***** RAW RECORDS

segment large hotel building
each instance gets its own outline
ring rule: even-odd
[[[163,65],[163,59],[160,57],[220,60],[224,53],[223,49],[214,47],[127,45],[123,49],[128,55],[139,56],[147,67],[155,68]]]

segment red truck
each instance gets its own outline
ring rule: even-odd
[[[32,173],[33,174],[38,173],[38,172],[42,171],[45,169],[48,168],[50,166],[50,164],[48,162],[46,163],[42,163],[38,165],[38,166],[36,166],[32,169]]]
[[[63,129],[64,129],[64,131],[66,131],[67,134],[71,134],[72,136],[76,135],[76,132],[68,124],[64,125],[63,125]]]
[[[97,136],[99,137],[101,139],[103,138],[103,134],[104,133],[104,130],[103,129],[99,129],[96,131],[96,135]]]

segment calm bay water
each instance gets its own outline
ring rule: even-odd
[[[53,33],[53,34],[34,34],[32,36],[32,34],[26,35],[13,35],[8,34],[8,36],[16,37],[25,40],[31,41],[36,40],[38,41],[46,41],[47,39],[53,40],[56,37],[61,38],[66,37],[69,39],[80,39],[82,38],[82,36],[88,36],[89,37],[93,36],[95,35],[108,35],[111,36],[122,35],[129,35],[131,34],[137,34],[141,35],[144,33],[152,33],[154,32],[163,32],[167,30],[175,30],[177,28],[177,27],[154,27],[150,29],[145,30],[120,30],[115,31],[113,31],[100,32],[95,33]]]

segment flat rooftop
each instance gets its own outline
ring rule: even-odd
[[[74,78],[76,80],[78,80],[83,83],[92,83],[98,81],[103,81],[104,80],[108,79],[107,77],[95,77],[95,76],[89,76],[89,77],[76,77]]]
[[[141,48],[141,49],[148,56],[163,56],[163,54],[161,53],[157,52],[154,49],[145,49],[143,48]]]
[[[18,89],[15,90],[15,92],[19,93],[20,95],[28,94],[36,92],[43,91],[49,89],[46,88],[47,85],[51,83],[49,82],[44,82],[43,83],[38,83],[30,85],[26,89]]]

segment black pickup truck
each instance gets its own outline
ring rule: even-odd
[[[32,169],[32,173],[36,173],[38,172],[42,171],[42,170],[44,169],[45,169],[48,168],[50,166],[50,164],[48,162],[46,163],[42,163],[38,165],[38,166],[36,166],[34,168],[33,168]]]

**********
***** RAW RECORDS

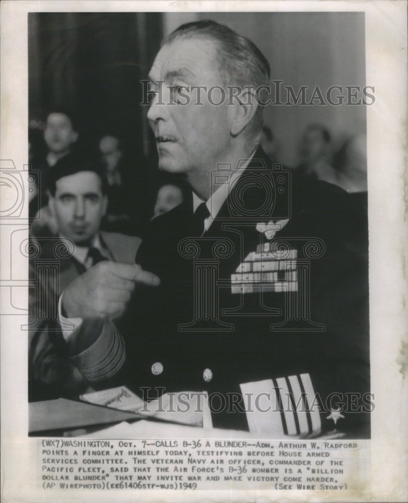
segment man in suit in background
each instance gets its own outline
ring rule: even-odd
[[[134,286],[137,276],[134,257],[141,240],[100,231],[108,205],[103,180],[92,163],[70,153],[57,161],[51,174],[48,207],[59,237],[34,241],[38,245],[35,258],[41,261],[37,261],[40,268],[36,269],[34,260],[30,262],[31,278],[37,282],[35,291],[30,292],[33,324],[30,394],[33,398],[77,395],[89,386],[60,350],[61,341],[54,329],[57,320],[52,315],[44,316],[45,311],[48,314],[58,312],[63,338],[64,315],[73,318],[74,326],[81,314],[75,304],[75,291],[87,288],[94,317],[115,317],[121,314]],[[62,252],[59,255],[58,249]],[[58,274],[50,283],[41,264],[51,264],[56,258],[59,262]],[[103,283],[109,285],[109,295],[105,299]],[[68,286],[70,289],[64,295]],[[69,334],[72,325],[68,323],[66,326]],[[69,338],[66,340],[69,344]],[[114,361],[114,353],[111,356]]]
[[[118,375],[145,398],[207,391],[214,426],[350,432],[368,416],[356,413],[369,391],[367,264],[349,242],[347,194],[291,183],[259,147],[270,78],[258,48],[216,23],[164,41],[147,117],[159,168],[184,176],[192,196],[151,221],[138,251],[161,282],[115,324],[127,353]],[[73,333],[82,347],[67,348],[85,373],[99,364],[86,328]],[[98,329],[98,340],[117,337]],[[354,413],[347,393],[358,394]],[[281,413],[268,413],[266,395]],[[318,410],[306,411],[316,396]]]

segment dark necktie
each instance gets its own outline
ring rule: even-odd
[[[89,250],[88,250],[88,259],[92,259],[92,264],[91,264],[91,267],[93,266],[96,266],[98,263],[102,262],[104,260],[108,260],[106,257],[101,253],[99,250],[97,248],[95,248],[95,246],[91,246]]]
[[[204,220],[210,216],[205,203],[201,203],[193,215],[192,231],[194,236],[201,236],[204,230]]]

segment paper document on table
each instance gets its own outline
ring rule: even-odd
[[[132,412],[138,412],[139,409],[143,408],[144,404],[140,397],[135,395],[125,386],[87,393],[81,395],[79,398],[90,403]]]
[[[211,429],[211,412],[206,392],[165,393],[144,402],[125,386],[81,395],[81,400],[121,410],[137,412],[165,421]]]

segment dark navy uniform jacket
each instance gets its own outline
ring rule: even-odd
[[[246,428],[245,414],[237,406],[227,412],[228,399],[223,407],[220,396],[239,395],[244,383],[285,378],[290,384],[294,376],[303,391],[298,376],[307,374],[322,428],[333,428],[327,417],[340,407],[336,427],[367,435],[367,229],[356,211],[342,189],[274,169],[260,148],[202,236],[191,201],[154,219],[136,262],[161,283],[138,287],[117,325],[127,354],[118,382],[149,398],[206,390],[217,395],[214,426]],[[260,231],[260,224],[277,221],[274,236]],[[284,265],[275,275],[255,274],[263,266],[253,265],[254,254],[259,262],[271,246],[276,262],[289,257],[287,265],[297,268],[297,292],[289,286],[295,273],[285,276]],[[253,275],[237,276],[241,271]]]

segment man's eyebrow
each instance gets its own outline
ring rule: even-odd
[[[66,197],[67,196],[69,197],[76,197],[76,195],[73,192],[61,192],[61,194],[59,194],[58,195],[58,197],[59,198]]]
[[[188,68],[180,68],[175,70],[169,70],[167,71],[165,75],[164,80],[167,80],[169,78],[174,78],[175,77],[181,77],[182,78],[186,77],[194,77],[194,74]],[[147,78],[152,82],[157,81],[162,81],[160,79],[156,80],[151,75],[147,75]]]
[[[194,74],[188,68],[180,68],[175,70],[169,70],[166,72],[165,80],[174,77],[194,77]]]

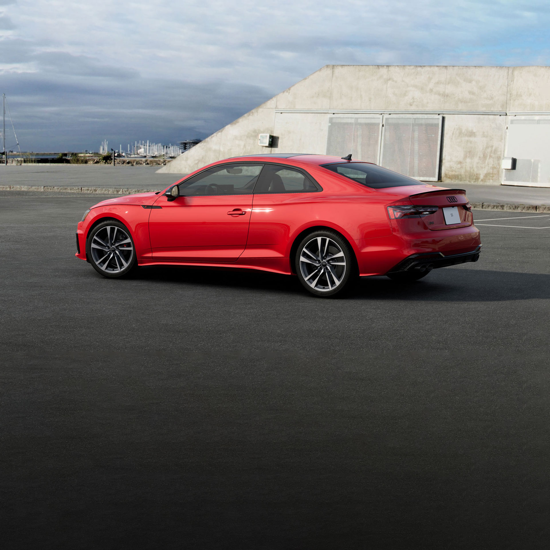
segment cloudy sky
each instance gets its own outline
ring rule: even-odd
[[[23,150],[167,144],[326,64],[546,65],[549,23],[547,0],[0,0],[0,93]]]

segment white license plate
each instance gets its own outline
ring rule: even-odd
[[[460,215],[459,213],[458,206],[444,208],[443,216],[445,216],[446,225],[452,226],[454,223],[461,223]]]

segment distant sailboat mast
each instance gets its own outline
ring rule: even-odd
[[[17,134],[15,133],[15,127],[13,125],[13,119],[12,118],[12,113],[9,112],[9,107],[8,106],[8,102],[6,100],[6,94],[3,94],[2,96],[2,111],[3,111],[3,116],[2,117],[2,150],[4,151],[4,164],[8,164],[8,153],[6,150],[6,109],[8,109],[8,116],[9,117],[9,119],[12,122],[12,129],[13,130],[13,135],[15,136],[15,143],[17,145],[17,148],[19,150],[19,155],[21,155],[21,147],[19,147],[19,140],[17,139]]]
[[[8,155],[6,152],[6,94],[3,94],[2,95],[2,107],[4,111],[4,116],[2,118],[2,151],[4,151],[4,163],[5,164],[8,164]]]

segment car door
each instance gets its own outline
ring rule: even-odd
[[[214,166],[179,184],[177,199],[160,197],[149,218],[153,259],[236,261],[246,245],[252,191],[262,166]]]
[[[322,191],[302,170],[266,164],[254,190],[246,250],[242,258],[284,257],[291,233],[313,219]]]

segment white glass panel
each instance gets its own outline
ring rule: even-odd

**********
***** RAW RECORDS

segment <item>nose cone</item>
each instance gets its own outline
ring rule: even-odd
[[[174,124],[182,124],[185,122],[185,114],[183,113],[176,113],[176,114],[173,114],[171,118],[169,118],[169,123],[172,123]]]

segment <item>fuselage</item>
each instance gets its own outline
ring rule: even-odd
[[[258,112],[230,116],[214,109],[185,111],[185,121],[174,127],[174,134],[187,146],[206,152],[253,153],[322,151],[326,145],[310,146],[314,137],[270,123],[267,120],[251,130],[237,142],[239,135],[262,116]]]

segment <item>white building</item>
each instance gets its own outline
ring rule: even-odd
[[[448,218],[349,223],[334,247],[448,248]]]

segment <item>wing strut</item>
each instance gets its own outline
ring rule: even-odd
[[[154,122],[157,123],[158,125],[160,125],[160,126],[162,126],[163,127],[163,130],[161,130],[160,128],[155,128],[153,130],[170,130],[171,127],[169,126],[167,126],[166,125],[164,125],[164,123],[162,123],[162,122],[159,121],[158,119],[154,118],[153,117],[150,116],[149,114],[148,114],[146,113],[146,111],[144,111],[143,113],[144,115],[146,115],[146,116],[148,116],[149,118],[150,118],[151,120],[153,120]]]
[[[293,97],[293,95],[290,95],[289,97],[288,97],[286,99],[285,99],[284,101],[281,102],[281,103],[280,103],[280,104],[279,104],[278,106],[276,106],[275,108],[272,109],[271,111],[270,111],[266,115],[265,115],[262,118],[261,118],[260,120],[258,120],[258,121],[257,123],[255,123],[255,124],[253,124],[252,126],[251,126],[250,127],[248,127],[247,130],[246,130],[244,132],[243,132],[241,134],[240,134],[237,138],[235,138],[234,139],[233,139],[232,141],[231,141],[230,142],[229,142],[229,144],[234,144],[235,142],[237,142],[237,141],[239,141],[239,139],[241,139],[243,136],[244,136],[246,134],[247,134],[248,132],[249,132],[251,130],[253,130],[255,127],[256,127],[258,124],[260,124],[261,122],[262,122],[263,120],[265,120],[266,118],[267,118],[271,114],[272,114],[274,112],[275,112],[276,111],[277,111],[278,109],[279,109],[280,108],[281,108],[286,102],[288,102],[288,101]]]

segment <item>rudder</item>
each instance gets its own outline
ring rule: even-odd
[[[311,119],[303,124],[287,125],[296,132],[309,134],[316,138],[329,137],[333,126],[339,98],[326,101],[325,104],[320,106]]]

**********

◆ **TO DO**
Please count the lines in the data above that contain the string "item" and give only that number.

◆ **RESPONSE TO THE TASK**
5